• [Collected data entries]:
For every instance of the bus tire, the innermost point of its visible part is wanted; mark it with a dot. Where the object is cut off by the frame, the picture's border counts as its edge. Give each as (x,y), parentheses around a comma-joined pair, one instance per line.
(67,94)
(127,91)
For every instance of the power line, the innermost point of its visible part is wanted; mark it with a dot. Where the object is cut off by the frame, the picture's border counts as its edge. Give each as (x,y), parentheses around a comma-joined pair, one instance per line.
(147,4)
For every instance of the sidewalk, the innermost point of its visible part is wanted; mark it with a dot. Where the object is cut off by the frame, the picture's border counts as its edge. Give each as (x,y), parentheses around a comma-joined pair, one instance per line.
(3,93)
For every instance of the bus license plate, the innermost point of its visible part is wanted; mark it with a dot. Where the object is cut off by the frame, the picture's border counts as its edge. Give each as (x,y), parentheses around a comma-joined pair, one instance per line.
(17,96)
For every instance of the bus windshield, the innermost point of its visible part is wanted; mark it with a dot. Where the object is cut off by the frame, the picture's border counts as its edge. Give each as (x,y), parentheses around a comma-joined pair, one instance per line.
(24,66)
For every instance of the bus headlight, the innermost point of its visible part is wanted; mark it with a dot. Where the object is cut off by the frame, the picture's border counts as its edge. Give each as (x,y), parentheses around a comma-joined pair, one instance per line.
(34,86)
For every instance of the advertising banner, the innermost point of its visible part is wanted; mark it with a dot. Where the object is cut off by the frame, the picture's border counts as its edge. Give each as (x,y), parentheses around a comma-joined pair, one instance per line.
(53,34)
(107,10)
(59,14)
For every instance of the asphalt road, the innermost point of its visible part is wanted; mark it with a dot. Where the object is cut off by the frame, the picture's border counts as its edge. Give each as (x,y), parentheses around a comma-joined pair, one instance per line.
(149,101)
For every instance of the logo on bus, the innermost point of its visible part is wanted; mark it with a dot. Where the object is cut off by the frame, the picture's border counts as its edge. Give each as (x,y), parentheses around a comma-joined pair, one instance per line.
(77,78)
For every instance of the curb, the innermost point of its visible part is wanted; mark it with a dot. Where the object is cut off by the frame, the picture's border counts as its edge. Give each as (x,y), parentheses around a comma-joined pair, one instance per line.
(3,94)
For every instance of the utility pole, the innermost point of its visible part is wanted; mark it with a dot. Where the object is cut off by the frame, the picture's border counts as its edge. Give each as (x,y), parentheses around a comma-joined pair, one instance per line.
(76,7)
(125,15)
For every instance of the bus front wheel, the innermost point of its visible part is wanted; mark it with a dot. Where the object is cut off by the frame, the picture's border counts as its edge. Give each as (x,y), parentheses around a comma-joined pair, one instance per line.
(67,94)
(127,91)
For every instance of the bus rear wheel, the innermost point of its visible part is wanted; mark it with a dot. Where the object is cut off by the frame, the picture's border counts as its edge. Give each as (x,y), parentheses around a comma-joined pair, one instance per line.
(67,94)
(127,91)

• [Requirement]: Write the entries out once more, exactly, without dropping a line.

• [Solved exercise]:
For every instance of the bus tire, the innermost point of its visible part is wanted; mark it with a dot. Where the object is cut off by the frame, the picture's border counts as its edge. Give each as (x,y), parentheses around a comma-joined pair, one instance per line.
(67,94)
(127,91)
For every instance of the power line, the innermost point of its visible part is wanted; mark it with a dot. Where the object is cut off by the frame, the picture's border counts as its edge. Give each as (x,y), parentheses around a comma-joined pair, one instance per line.
(147,4)
For every instance of the sidewalk, the innermost point of its visible part is wanted; mark it with a dot. Where the object is cut off by the frame, the picture's border counts as its edge. Give each as (x,y), parentheses around a comma-joined pair, one instance per line.
(3,93)
For every instance of the bus license plate, the innermost point of its visible part is wanted; mark it with a dot. Where the object is cut off by the frame, the picture's border counts as its edge. Give each as (x,y), parentheses around a comma-joined pair, one instance per line.
(17,96)
For every instance of the bus windshield, the innermost point of its visible part is wanted; mark it with a dot. Where the object is cut off by the frame, the picture's border counts as its edge. Give each as (x,y), parentheses around a comma-joined pair, one instance per line.
(24,66)
For every instance of the bus headlight, the innermost point of its visible part is wanted; mark it with a dot. Where the object is cut off by the frame, the picture's border counts as its edge. Give each as (x,y), parentheses around a comma-joined pair, one instance per line.
(34,86)
For every instance of the advertising banner, the innermost point of its visible part is wanted; mark it with a dot. Where the object is cut off by the frame, the picture's border counts as its edge. Give each as (x,y), parentheses around a comma-joined pair, one instance per line.
(53,34)
(107,10)
(59,14)
For every instance of the asphalt road, the innermost point of its visible part is wanted; mark it with a dot. Where the object is cut off by the frame, the picture's border counts as its edge. Give each as (x,y), parentheses around a comma-joined pair, one instance per line.
(149,101)
For every instance of the logo on bus, the innermost point of its visible part is wanted; mark it with a dot. Where the object is cut off by the frame, the picture's border counts as its edge. Give each as (x,y), parentheses around a comma-joined pair, one instance per line.
(77,78)
For every instance of the curb, the innermost point of its visible part is wanted; mark it with a dot. Where the object is cut off by the frame, the picture's border counts as its edge. Give each as (x,y), parentheses around a comma-joined pair, one instance per line.
(3,94)
For every instance of the utility pole, the innermost point of its visible part is wanted; mark it with a dot. Where the object is cut off by the frame, the picture's border counts as its edge. Give each as (x,y), parentheses around a comma-joined pair, one instance per line.
(76,7)
(125,15)
For every instance of the bus front wheel, the innermost point of its visible part is wanted; mark it with a dot. Where the object is cut off by the frame, the picture's border counts as its edge. Give each as (x,y), parentheses around a comma-joined pair, one instance per line.
(67,94)
(127,91)
For every instance of the bus rear wheel, the innermost point of its visible part is wanted; mark it with a dot. Where the object is cut off by the frame, the picture's border counts as its edge. Give each as (x,y), parentheses around a comma-joined pair, one instance per line.
(67,94)
(127,91)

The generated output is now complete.